- **PROBLEM TO WORK ON**: In the entries below, render everything from the line containing "The service MUST place a point on the spotted" down to the line containing "x=391, y=263" as a Markdown table with two columns, Row and Line, giving each nonblank line its own numbered row.

Excerpts from point annotation data:
※ ※ ※
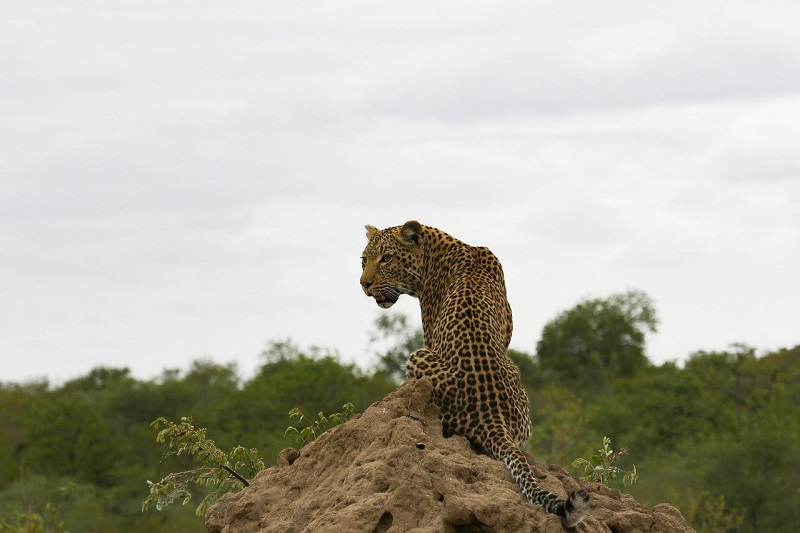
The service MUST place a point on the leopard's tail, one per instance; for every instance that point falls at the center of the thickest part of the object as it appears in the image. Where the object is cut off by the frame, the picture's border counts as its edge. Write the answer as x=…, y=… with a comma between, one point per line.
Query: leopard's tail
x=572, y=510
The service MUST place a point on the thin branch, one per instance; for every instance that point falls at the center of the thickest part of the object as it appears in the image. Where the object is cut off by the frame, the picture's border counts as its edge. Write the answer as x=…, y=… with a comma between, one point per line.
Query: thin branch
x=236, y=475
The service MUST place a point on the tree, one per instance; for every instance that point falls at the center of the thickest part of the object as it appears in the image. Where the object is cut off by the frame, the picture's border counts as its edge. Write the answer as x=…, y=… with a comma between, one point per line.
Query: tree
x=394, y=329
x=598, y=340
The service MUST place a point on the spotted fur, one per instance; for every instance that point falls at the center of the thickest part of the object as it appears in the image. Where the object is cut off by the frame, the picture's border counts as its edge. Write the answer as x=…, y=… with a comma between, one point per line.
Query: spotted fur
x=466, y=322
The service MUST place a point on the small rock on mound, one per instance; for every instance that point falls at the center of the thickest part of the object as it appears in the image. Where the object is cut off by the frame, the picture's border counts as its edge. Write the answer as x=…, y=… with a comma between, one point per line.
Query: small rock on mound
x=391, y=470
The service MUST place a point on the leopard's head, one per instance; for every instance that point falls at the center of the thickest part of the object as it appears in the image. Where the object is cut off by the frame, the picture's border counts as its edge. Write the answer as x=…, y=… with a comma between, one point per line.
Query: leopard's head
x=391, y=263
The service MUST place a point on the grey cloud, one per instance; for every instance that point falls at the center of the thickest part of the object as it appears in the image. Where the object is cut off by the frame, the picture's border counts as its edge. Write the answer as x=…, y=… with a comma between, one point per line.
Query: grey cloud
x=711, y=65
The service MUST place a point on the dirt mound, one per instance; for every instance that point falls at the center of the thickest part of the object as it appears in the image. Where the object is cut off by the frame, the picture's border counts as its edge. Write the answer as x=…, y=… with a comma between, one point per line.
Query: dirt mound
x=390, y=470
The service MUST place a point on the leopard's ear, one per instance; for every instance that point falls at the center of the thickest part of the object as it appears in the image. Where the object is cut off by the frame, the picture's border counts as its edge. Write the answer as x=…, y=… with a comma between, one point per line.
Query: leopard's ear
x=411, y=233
※ ※ ※
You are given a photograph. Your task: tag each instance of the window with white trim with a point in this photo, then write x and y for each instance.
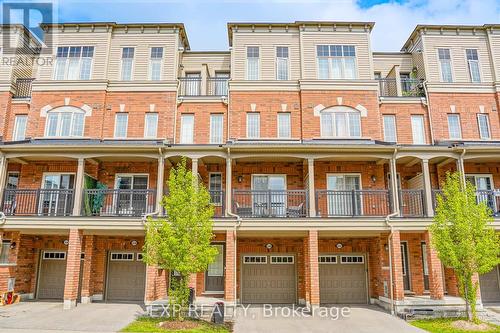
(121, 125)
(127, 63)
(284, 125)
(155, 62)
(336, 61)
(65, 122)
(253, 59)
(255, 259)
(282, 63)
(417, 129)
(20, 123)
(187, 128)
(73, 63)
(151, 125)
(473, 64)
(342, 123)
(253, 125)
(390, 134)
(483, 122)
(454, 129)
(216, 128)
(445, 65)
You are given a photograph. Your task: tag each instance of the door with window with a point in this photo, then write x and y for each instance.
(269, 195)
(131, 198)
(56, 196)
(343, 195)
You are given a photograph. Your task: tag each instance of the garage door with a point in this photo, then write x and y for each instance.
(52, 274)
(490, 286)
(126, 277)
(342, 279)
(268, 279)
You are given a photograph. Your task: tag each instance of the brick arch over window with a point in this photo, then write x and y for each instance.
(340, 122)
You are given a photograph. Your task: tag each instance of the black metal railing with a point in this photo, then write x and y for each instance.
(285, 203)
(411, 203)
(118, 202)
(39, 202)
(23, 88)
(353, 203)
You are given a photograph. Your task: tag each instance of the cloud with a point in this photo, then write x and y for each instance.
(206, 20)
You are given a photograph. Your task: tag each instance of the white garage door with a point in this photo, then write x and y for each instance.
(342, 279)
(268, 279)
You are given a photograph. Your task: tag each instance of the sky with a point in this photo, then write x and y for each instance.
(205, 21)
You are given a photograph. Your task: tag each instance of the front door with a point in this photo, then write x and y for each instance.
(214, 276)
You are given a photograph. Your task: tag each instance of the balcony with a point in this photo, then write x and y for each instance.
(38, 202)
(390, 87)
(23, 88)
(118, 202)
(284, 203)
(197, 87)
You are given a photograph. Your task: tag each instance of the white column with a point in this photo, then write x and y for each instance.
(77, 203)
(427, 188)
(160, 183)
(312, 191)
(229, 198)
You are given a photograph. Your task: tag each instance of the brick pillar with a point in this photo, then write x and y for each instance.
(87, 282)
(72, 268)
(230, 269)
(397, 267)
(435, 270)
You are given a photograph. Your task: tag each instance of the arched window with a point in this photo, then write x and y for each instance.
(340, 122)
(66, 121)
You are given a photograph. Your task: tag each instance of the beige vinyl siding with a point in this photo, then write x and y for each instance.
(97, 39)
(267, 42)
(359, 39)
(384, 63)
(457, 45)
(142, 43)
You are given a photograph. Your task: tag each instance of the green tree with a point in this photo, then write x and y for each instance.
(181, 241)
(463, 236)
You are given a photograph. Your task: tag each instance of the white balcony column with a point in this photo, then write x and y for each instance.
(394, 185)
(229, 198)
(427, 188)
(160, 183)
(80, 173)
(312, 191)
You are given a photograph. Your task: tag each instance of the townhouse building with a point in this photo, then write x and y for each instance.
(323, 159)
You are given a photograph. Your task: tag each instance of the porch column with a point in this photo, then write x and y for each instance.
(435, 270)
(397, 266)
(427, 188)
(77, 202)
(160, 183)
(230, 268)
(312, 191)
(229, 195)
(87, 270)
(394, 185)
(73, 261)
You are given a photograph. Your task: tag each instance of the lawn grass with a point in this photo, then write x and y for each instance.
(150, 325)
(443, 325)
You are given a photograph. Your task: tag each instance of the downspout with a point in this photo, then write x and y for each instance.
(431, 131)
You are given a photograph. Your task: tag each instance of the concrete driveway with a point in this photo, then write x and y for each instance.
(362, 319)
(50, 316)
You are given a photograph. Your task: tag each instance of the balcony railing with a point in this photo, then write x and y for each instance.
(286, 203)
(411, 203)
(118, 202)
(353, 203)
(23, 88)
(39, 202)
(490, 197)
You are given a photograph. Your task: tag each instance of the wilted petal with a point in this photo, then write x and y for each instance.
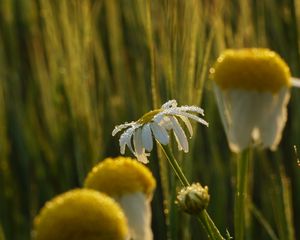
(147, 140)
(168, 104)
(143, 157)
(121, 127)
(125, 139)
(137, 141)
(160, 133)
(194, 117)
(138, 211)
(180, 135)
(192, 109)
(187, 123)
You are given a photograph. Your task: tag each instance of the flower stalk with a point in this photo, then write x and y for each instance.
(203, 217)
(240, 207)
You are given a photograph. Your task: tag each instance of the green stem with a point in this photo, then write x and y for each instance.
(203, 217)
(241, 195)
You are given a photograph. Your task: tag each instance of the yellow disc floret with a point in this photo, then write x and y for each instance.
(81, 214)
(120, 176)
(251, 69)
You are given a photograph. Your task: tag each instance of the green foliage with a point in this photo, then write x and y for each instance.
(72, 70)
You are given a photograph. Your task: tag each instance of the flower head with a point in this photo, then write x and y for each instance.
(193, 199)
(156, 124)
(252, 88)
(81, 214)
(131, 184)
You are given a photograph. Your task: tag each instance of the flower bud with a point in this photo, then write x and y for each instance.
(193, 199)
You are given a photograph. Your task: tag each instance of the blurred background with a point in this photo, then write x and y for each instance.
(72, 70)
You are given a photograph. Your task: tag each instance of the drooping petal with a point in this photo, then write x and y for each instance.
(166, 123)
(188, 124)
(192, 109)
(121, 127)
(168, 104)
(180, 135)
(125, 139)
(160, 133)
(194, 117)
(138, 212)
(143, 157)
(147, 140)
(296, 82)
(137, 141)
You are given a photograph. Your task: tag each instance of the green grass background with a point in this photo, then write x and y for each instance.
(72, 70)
※ ※ ※
- **COMPLETE RESPONSE**:
| Row | Line |
|---|---|
| 1 | The service MUST place a point on the spotted fur, one per instance; for every instance that point falls at the center of the thickest part of the object as it appears in the image. Where the object is cut off by the frame, the picture's border counts as its edge. Write the answer as x=…, y=… with a comma between, one point per line. |
| 2 | Query: spotted fur |
| 3 | x=466, y=322 |
| 4 | The service MUST place a point on the small rock on mound, one per instance; for every instance that point falls at the center of the thickest part of the object as it appears in the image. Where the object is cut off by the frame, the picture's border counts as its edge. Write the answer as x=…, y=… with a comma between, one point per line. |
| 5 | Query: small rock on mound |
| 6 | x=391, y=470 |
| 7 | The service MUST place a point on the leopard's head, one per instance; for every instance that point falls at the center of the thickest part of the object as it appears in the image. Where the object is cut off by the frame, the picture's border counts as its edge. Write the answer as x=…, y=… with a comma between, one point per line. |
| 8 | Query: leopard's head |
| 9 | x=391, y=263 |